## Aim
Reproduce all of the data below, requests included, scaling every point coordinate in the answers by 0.5 and rounding to whole numbers, with halves rounded up. Leave the requests unchanged.

Location identification entries
__________________________________________________

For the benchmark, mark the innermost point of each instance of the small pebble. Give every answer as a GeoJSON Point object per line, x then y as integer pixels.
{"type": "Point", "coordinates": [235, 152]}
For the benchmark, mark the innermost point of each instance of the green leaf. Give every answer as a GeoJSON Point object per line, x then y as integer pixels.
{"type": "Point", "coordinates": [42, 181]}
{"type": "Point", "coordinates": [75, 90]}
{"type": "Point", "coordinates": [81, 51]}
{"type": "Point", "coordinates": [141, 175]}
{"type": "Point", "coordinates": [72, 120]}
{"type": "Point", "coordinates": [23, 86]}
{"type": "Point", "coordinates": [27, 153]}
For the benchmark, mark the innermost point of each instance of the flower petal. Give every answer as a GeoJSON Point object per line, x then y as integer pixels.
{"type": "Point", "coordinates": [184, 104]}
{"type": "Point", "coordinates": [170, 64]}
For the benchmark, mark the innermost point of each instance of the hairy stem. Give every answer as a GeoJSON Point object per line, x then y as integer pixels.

__________________________________________________

## Answer
For the benchmark, mark the innermost point of each instance of the small pebble. Give every answer as a GeoJSON Point object per line, x then y as integer pixels.
{"type": "Point", "coordinates": [118, 76]}
For the benchmark, mark the innermost point of each instance of the green leaf. Give every answer as a GeoJSON Point object per line, x then y as integer pixels.
{"type": "Point", "coordinates": [21, 91]}
{"type": "Point", "coordinates": [38, 45]}
{"type": "Point", "coordinates": [41, 26]}
{"type": "Point", "coordinates": [71, 88]}
{"type": "Point", "coordinates": [36, 60]}
{"type": "Point", "coordinates": [12, 43]}
{"type": "Point", "coordinates": [14, 77]}
For the benchmark, mark the innermost point of each instance of the flower petal. Give every answer as a GeoJSON Point object per line, x then y as integer pixels.
{"type": "Point", "coordinates": [92, 52]}
{"type": "Point", "coordinates": [85, 32]}
For the benchmark, mark the innermost point of each instance of the hairy stem. Give every answer as a GeoJSON Point object per line, x then y as integer pixels.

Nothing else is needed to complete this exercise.